EXERCISE PROMPT ▸
From the forum post on duplicate data across rollover indices, rewrite the passage beginning with "I've requirement to" and ending after "duplication is avoided.", replacing "index pattern" with "naming pattern".

SOURCE ▸

++++++++++++++++++++

Hello ,
I'm facing one issue,to elaborate I've 40 elastic index and these are handled by ILM policy with rollover defined.The ilm policy is maintained to send data to new index each day(rollover) and delete after 5 days from rollover.
I've requirement to have single policy for all indices,this cause duplication of data.
Mostly logstash run perl based script to get data and insert to index,In order to avoid duplication of data I'm using doc_as_upsert in logstash(same documents gets updated with unique id maintained).This way dupliaction is avoided.
Now the challenge is for given same index pattern I've 5 rollover created due to policy and now when I do some metric or staistics visualization then data comes inaccurate due to dupliaction.
Reason Noticed: With in the same index(current rollover index) elastic understands to update the documents ,but I wanted that logstash should some how check documents in rollover index with document id present then update them and if new document then send to current index.This way duplication is avoided.
Solution :could be maintain only 1 giant index,this way document would be always unique in present index.
Reason can't use one index only : for dev,prod,qualit env data would be maintained for ex 5,10,15 days, now if followed 1 index only i.e 30 days write to same index and delete there after then customer whole data is lost.
Historical data is needed ,if using one index only then when policy will delete index whole data is gone and if used rollover index(every day rollover and delete after 5days)->this causes duplication.
I'm confused how to handle this issue?
I wan't some way to tell logstash to check the documents in rollover index if present there then update those doc and only new document index to current rollover index.
Any suggestion would be helpful.
Thanx

++++++++++++++++++++

DATASET EXCERPT ▸
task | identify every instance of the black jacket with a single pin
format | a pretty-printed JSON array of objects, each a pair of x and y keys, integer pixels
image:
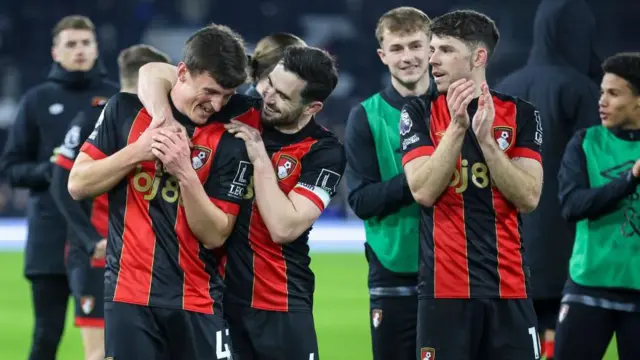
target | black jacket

++++++++++++++++++++

OUTPUT OF THE TASK ▸
I've requirement to have single policy for all indices,this cause duplication of data.
Mostly logstash run perl based script to get data and insert to index,In order to avoid duplication of data I'm using doc_as_upsert in logstash(same documents gets updated with unique id maintained).This way dupliaction is avoided.
Now the challenge is for given same naming pattern I've 5 rollover created due to policy and now when I do some metric or staistics visualization then data comes inaccurate due to dupliaction.
Reason Noticed: With in the same index(current rollover index) elastic understands to update the documents ,but I wanted that logstash should some how check documents in rollover index with document id present then update them and if new document then send to current index.This way duplication is avoided.